(Position annotation records)
______________________________

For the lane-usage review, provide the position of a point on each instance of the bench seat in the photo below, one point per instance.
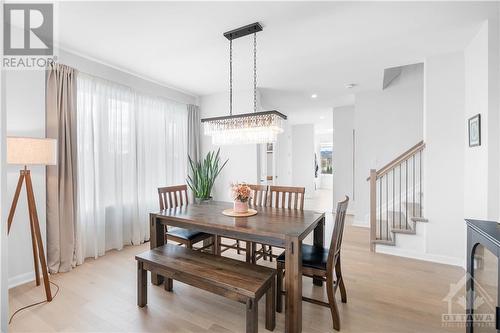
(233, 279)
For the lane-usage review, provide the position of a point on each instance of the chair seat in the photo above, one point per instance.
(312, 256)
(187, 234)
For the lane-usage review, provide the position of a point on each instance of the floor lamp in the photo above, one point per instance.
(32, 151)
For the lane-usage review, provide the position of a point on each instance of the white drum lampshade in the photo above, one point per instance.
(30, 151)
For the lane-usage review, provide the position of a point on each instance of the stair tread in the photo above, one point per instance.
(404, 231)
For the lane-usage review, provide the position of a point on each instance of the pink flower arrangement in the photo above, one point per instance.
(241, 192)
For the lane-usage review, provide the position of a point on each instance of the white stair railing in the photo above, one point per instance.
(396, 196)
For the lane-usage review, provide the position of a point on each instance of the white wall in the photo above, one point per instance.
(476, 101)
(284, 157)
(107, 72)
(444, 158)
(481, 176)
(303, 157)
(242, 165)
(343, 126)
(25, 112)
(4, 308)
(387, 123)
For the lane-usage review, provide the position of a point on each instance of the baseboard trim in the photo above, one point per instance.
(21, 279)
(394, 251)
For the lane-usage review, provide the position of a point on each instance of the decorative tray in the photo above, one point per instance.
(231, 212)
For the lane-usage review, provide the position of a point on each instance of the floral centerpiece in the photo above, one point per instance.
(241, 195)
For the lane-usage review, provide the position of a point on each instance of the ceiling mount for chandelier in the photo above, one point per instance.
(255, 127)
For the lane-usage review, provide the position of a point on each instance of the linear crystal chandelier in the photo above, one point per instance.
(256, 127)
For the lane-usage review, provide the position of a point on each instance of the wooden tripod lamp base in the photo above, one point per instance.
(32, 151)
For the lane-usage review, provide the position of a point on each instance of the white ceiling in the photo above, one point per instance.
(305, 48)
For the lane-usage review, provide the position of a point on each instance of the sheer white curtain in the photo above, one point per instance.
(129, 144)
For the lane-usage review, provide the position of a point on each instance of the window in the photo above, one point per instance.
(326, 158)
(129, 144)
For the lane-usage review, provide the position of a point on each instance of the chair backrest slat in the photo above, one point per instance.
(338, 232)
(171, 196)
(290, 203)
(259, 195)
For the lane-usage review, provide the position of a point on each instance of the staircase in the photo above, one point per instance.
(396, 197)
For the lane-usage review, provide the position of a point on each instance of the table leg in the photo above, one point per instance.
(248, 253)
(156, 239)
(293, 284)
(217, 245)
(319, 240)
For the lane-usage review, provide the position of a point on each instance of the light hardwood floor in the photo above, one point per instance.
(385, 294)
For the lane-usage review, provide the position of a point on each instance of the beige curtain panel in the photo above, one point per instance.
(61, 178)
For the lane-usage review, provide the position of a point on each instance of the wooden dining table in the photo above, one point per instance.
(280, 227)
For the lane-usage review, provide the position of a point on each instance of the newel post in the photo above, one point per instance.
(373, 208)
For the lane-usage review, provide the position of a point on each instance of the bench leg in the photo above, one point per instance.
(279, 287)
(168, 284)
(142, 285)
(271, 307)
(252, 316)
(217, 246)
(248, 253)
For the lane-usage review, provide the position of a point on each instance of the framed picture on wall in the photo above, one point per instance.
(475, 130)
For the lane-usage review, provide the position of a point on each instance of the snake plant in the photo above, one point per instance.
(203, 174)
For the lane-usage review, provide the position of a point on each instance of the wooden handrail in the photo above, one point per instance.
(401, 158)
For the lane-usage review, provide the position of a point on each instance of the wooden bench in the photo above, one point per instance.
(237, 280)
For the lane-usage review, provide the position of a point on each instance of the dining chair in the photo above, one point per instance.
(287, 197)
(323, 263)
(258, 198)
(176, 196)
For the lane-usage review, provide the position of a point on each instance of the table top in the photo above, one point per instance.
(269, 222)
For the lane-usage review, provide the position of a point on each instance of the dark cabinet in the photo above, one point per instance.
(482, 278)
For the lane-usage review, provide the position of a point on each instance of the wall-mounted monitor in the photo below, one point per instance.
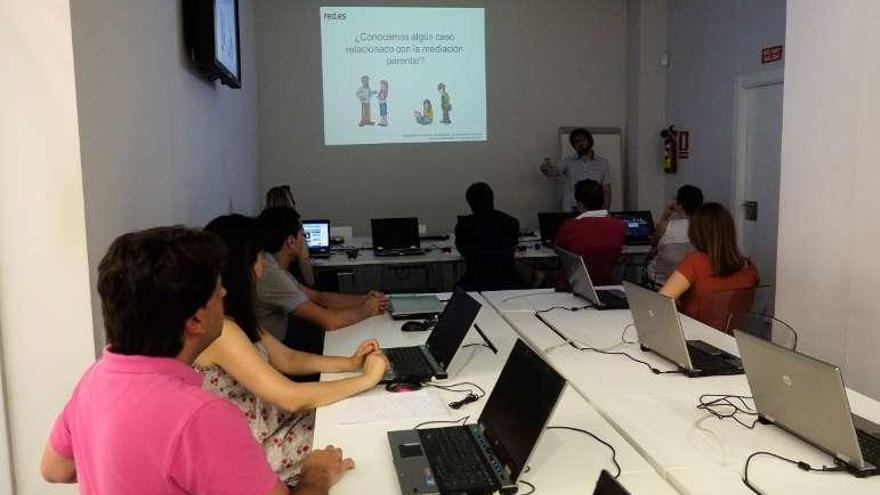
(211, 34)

______________________________

> _Task objective_:
Pictures are to be left out; all else in the entries above is to be quoted exactly.

> _The completed task_:
For the lane-usage review, provide the position of a point on each instance of the bench seat in the photo below, one point per instance.
(233, 279)
For the lane-usage review, provide the position of a point on each instance of the chair seat in the photo above, one point per instance.
(312, 256)
(187, 234)
For the lane-usage review, provide the position of a point on each instance of the floor lamp in the photo above, one point per instance.
(32, 151)
For the lane-usage review, provide the position of a point on each instance of the white drum lampshade in the photo above, one point per instance.
(30, 151)
For the lane-usage review, provide the position of a point on each instance of the stair tread in the photo above, one point per instance.
(404, 231)
For the lane-usage review, provide the position of a point on each instance of the pink flower arrangement in the photo above, one point per instance.
(241, 192)
For the lane-usage review, provide the position of a point on each instance of the white stair railing in the photo above, one point per instance.
(396, 196)
For the lane-usage review, provide the position of a point on each instance of the white wall in the photo above, one point per instance.
(476, 101)
(284, 157)
(107, 72)
(444, 158)
(481, 176)
(303, 157)
(242, 165)
(343, 126)
(25, 112)
(4, 308)
(387, 123)
For the lane-usage review, provide the position of a point on each instance of the baseboard trim in the photo above, one point per instance.
(21, 279)
(394, 251)
For the lane-usage review, provide the position of a point on each instance of the decorative tray in the photo above, one point per instance.
(231, 212)
For the lane-usage review, provide the position of a point on each instance of the floral centerpiece in the photo above, one point per instance.
(241, 195)
For the lane-usage review, provide the position of a point on each instance of the ceiling mount for chandelier in the photo above, one point per instance.
(255, 127)
For the lane-usage review, provide the position of a point on each instance of the linear crystal chandelier in the photo above, one point per instance.
(256, 127)
For the lane-usage review, provide the position of a point on each instance of the wooden tripod lamp base in the photo above, one point per instance.
(32, 151)
For the lane-usage review, provide the position of a point on each instance of the white ceiling in the photo above, one point per instance.
(305, 48)
For the lane-usage review, provide the position of a point on each instance of the sheer white curtain in the photo above, one point per instance.
(129, 144)
For the lane-usage review, provide the position of a point on each instance of the window in the photo above, one point per instance.
(326, 158)
(129, 144)
For the lane-usage review, provide the position of a point on each instance of the chair backrest slat in the photo above, one point per instance.
(338, 232)
(171, 196)
(290, 203)
(259, 195)
For the lane-usage review, provide the position of a point on each instance of the staircase in the photo above, one point per instance.
(396, 197)
For the lane-usage review, provide the position of a point on each instance of the table leg in the photo above, one point per instance.
(248, 253)
(156, 239)
(293, 284)
(217, 245)
(319, 240)
For the lane-usage review, provide the position of a point on each instance of the light hardwood floor in the photo above, one point per instance.
(385, 294)
For the lane-usage review, provide the position of a point on each instance of the beige curtain panel in the photo above, one point per instance.
(61, 178)
For the lane-usage review, provide the position of a point on each instance of the wooden dining table in the photo above, one point per instance.
(280, 227)
For the lane-usage review, provide the position of a point on each instance of the newel post in the photo above, one point per instance.
(373, 208)
For the lane-usage review, provide the position of a point on each instance of the bench leg in the photo above, one point per instance.
(279, 287)
(168, 284)
(142, 285)
(271, 307)
(252, 316)
(217, 246)
(248, 253)
For the lane-usage review, provide the position of a point on each instance of the framed picture on wall in the photo above, one point per instance.
(475, 130)
For the lane-usage review, provide the position of a point on each instance of the snake plant in the photo above, one point per instance.
(203, 174)
For the lane-usage review, provide the position of a point on each instance of the wooden handrail in the photo above, one point per instance.
(401, 158)
For the lane-usage review, provide the position of a point on each instance of the wooden bench in the photo above, one point per instance.
(237, 280)
For the lane-usage review, provide the position of a point on each instance of the dining chair in the photo above, one point per instance.
(287, 197)
(323, 263)
(258, 198)
(176, 196)
For the lane-usage review, provide the position of a point on each instance of the table top in the photo above, one point per instance.
(269, 222)
For the lane-usage review, provide the position of a point on each instance of the dark cabinet in the photo above, one point per instance.
(482, 278)
For the lane-usage review, provide the position of a point on each instance of the wall-mounted monitor in the photo below, one point per instance.
(211, 34)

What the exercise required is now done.